(ENTRIES PROVIDED Opens)

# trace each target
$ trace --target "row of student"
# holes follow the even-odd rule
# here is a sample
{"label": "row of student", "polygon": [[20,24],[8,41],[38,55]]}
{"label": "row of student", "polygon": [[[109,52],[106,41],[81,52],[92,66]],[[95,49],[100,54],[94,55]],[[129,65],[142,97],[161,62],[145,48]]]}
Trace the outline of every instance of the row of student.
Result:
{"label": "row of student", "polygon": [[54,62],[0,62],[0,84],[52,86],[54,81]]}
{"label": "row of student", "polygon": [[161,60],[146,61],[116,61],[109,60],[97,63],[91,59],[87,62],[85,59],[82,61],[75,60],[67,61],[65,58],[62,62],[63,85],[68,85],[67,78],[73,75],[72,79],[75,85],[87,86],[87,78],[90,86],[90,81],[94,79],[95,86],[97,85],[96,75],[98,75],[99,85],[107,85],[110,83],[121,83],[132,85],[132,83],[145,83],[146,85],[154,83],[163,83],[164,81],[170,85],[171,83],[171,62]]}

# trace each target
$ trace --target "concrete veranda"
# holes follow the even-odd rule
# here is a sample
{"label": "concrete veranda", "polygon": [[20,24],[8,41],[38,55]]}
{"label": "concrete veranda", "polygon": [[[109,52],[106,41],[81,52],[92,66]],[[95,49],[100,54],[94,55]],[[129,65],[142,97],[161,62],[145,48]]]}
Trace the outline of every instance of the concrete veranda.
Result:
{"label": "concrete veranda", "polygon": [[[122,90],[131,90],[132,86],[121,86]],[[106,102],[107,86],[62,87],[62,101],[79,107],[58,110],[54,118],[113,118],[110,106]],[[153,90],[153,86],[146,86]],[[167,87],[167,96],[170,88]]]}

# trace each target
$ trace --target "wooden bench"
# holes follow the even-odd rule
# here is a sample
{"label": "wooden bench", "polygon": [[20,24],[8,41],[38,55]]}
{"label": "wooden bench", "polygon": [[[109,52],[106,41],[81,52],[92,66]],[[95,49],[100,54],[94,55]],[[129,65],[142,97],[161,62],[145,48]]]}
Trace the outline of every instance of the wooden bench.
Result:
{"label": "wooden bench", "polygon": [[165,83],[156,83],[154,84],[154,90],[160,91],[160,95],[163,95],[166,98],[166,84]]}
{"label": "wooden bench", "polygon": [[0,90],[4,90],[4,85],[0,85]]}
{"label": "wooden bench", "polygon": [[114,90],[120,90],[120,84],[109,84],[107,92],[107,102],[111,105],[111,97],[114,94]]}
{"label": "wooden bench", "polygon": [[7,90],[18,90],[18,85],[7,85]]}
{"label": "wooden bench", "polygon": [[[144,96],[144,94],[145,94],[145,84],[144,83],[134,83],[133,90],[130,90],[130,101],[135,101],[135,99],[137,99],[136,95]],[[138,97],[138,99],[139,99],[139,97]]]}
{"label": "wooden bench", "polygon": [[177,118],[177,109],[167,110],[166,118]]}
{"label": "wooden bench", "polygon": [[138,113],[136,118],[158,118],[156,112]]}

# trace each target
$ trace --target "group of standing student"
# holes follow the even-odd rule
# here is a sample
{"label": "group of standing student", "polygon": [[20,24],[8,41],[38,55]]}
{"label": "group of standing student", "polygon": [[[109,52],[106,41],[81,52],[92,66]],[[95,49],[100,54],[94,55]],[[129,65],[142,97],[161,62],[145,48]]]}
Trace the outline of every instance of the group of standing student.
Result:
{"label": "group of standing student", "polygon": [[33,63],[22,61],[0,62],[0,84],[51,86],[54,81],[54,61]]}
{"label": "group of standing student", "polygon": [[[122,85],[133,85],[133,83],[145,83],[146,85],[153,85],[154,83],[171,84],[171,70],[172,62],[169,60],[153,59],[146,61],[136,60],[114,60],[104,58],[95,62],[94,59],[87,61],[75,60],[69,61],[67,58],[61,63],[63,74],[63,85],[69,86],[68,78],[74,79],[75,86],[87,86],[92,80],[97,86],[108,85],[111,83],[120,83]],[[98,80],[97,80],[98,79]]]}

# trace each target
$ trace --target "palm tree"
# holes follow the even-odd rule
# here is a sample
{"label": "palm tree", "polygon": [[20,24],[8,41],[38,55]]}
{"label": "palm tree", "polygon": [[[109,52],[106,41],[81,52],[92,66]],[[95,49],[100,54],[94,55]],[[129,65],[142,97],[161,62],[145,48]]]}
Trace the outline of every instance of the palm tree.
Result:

(ENTRIES PROVIDED Closes)

● **WHAT YOU ARE ASKED TO DO**:
The answer should consist of every line above in which "tree" appears.

● **FINISHED EXERCISE**:
$ trace --target "palm tree"
{"label": "palm tree", "polygon": [[20,24],[8,41],[38,55]]}
{"label": "palm tree", "polygon": [[[109,52],[106,41],[81,52],[92,66]],[[95,49],[100,54],[94,55]],[[129,65],[142,97],[161,62],[145,48]]]}
Trace the outline of every instance of the palm tree.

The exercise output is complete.